• **Selected passage**:
....

14 May 2014

How to Place Slavery into British Identity

Professor William Pettigrew
University of Kent

In September 2013, at the G20 summit in St Petersburg, a rumour emerged of a Russian jibe about Britain. A Russian official was reported as dismissing Britain as a ‘small island that no one pays any attention to’. Thinking it a suitable response, David Cameron offered a menu of Britain’s historic achievements. Britain, so Cameron informed the audience of world leaders and diplomats, had invented sport, rid Europe of fascism, and abolished slavery and ought, therefore, to be taken seriously as a nation. This certainly gathered some attention, but perhaps not in the way it was designed to.

British Prime Ministers of recent years have turned with remarkable consistency to the abolition of slavery as a prop for Britain’s self-defined greatness. Cameron’s predecessor, Gordon Brown, also privileged the abolition of slavery in a speech as Chancellor of the Exchequer at the Labour party conference in 2005. Rather than being a source of national distinctiveness as it was for Cameron, Brown used the abolition as an example of how great nations overcome challenges. For Brown, the abolition of slavery was proof that good could conquer evil, and that the British people and the state could overcome the Tory pessimists, who Brown called ‘reactionaries’, to build a brighter future.

It is hard to know where to start when pointing out the limitations of these observations. First, Britain is actually quite a big island as islands go. Second, the Russians are the wrong nation to compete with when trying to monopolise responsibility for ridding Europe of fascism. Third, Britain cannot claim to be the pioneering and distinctive abolitionist nation – that honour belongs to Denmark. Third, much of the leadership of Britain’s abolitionist movement associated itself with the Tory party – a fact that Brown’s call to action against Tory reactionaries ignores.

More important for present purposes, in neither Brown’s nor Cameron’s account of Britain’s relationship to slavery do we hear anything about Britain’s perfecting of slave trading and slavery prior to the abolition or of the special role slavery played in generating political and economic capital in Britain. The English (then the British) were late starters in the slave trade, but became its supreme contributors during the trade’s eighteenth century zenith, transporting more slaves during that century – almost three million – than all of the rest of the European competition prior to abolition. Britain and slavery (not just abolition) are the conjoined twins at the centre of our national story. Isolating abolition from slavery in the context of national chest beating is profoundly problematic.

Making the abolition (rather than slavery as a whole) the foundation stone for British identity was a tactical aim of the abolitionists themselves. Their distortion of history confirms that in the eighteenth and nineteenth as much as in the twenty-first centuries, politics has been the greatest enemy of balanced story telling about the past. Skilful politicians and master propagandists, the abolitionist set about writing a history of the political movement to end the slave trade almost as soon as the ink was dry on the royal assent to the statute to end the trade. Chief among these was Thomas Clarkson. Clarkson was a leading light of the abolition struggle and its most committed and energetic organiser. In 1808 Clarkson published: the History of the rise, progress, and accomplishment of the abolition of the African slave-trade by the British parliament. This history argued that the abolition was the achievement of a herculean political struggle and a disinterested, compassionate Christian morality. Such a narrative needed to depict slavery itself as a formidable foe. But slavery also needed to be amorphous, ubiquitous, anonymous, and primordial and its rise needed to be obscured from the story to protect the abolitionists’ aims as nation builders.

....

• **What to work on**:
- a) In the essay on slavery and British identity, which nation does it say holds the honor of being the pioneering abolitionist nation?
- b) Please rewrite the essay on slavery and British identity between "How to Place" and "was designed to.", inclusive, putting "the Prime Minister" in place of "Cameron".

• **Recorded data**:

....

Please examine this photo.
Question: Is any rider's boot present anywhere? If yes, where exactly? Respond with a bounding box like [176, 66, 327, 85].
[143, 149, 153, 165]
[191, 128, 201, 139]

....

• **Worked answers**:
- a) Denmark

- b)
How to Place Slavery into British Identity

Professor William Pettigrew
University of Kent

In September 2013, at the G20 summit in St Petersburg, a rumour emerged of a Russian jibe about Britain. A Russian official was reported as dismissing Britain as a ‘small island that no one pays any attention to’. Thinking it a suitable response, David the Prime Minister offered a menu of Britain’s historic achievements. Britain, so the Prime Minister informed the audience of world leaders and diplomats, had invented sport, rid Europe of fascism, and abolished slavery and ought, therefore, to be taken seriously as a nation. This certainly gathered some attention, but perhaps not in the way it was designed to.